## Page text:
* * * * * * *

The drawing I spent longest on was the one to “influence the outcome” of your suicidal friend. There are hypothetical games with augmented reality or Kinect tracking or Leap Motion sensors that could detect whether and what you’d drawn on yourself, and respond. Those games would somehow judge your drawing on some precision criteria: is that close enough to an “e”, or to red? Is this enough like a circle? Is too much of your skin marked, or not enough? This is not a game like that. “Please remember: nothing you can do is wrong.” And yet doing the right thing was hard precisely because what I needed to satisfy was my own sense of rightness. What could I inscribe to keep from losing someone I loved? In the note you write just before this moment, many of the options are focused on you, not the person you’re trying to save: “I can’t live without you.” “I’m begging you not to do this.” Am I doing this for myself, or her? Am I doing this for some past self, some past someone I was trying to save?

It’s impossible to think that choosing the right symbol to draw could save someone who exists only as a few words on your computer screen, and yet this happens thousands of times every day.

Every day is damage.

You can wash your sigils away, but you’ll remember how they looked on your skin. A game can change you. We admit certain things are impossible, and we do them anyway. These are innovations, at least to me.

An Earth Turning Slowly (Mæja Stefánsson)

* * * * * * *

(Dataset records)
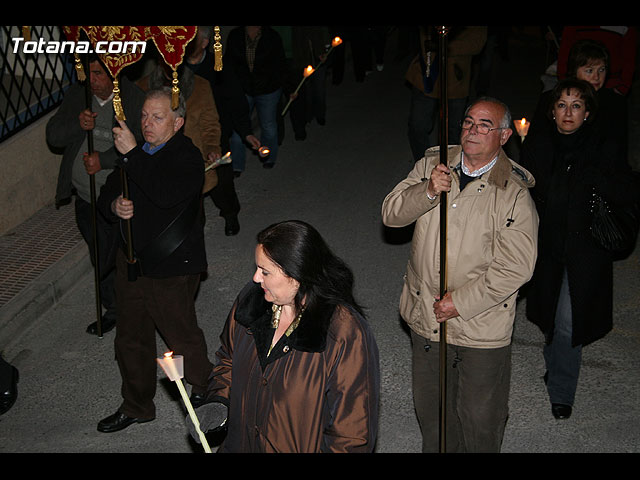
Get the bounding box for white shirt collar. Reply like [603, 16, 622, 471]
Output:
[460, 152, 498, 177]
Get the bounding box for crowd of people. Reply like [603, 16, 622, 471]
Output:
[2, 26, 640, 452]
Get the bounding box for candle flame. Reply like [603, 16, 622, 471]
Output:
[258, 147, 271, 157]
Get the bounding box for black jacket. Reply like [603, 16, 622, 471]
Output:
[98, 132, 207, 277]
[520, 124, 637, 346]
[223, 27, 287, 96]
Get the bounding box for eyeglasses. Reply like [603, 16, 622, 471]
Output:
[460, 119, 505, 135]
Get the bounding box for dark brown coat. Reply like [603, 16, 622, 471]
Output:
[208, 283, 380, 453]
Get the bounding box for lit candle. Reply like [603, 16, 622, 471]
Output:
[156, 352, 211, 453]
[282, 65, 315, 115]
[204, 152, 231, 172]
[513, 117, 531, 142]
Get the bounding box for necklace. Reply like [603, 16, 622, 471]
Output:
[267, 304, 304, 356]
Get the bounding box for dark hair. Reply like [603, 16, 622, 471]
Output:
[257, 220, 363, 314]
[567, 39, 609, 77]
[547, 78, 598, 122]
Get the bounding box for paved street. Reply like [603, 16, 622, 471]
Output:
[0, 27, 640, 453]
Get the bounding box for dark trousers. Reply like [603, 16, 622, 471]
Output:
[75, 197, 117, 319]
[543, 270, 582, 406]
[411, 331, 511, 453]
[209, 163, 240, 218]
[115, 250, 213, 419]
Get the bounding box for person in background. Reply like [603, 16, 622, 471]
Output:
[46, 55, 144, 335]
[185, 26, 260, 236]
[520, 78, 639, 419]
[223, 26, 286, 172]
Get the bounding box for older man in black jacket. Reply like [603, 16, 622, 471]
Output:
[98, 87, 213, 433]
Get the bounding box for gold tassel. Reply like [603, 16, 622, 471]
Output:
[113, 78, 127, 121]
[213, 27, 222, 72]
[73, 53, 87, 82]
[171, 70, 180, 110]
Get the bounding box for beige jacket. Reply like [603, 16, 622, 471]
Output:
[382, 146, 538, 348]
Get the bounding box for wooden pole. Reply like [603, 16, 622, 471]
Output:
[437, 26, 449, 453]
[84, 53, 102, 338]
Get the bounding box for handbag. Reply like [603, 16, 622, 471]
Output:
[590, 187, 640, 253]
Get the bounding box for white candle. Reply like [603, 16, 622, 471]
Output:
[156, 352, 211, 453]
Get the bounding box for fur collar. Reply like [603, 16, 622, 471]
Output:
[235, 282, 335, 367]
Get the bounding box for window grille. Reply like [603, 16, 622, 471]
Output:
[0, 26, 75, 142]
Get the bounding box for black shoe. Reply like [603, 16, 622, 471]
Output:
[0, 365, 20, 415]
[87, 317, 116, 335]
[224, 216, 240, 237]
[189, 393, 207, 408]
[551, 403, 571, 420]
[98, 412, 153, 433]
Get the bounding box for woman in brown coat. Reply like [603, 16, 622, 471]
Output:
[194, 221, 380, 453]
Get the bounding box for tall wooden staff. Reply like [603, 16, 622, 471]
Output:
[84, 50, 102, 338]
[437, 26, 449, 453]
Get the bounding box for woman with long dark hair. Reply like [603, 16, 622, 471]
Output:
[521, 78, 637, 419]
[192, 220, 380, 453]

* * * * * * *

Quote the passage of the game essay from "It’s impossible to" to "least to me.". These rows stand apart from the essay and are separate material.

## Task answer:
It’s impossible to think that choosing the right symbol to draw could save someone who exists only as a few words on your computer screen, and yet this happens thousands of times every day.

Every day is damage.

You can wash your sigils away, but you’ll remember how they looked on your skin. A game can change you. We admit certain things are impossible, and we do them anyway. These are innovations, at least to me.